▸ **Dataset records**:
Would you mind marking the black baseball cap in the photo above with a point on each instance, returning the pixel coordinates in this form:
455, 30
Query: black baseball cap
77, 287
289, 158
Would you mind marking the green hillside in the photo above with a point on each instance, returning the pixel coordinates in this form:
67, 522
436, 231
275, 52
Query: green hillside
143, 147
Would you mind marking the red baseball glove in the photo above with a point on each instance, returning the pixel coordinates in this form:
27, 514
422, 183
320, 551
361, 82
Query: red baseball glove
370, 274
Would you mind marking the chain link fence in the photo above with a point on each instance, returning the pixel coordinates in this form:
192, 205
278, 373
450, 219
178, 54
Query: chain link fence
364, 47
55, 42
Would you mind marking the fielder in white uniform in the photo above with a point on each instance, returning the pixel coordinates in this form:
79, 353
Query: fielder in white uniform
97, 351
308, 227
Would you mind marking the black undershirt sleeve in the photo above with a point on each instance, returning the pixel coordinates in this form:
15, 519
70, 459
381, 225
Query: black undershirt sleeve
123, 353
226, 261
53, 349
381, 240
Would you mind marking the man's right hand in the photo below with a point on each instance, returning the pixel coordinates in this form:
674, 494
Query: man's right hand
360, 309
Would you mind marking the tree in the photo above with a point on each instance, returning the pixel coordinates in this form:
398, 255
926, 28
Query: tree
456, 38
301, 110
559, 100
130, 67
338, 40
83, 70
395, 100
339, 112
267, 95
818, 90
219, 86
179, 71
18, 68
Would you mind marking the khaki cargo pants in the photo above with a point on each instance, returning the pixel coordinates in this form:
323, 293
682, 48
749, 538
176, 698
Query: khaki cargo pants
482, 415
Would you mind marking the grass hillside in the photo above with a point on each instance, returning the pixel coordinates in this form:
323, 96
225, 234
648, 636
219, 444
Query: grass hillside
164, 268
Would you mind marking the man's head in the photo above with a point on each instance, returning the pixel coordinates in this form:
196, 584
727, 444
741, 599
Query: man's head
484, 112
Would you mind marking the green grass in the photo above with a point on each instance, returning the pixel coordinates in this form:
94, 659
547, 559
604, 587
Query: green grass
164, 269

▸ **Work required**: Copy out word for word everything from the line containing "Would you mind marking the grass" down to the end of the items.

▸ **Answer to this problem**:
Would you mind marking the grass hillside in the photo above with a point on each instance, returning the pixel coordinates in this form:
323, 96
225, 234
648, 636
219, 444
Query: grass hillside
164, 268
Would you mind marking the man's head in the photo above with a point on each instance, returning the pixel coordinates in this form:
196, 584
727, 444
741, 599
Query: man's head
484, 112
Would you mind marking the green grass in the photo above with a point on each instance, returning the pixel coordinates in this form:
94, 659
547, 559
604, 587
Query: green grass
164, 269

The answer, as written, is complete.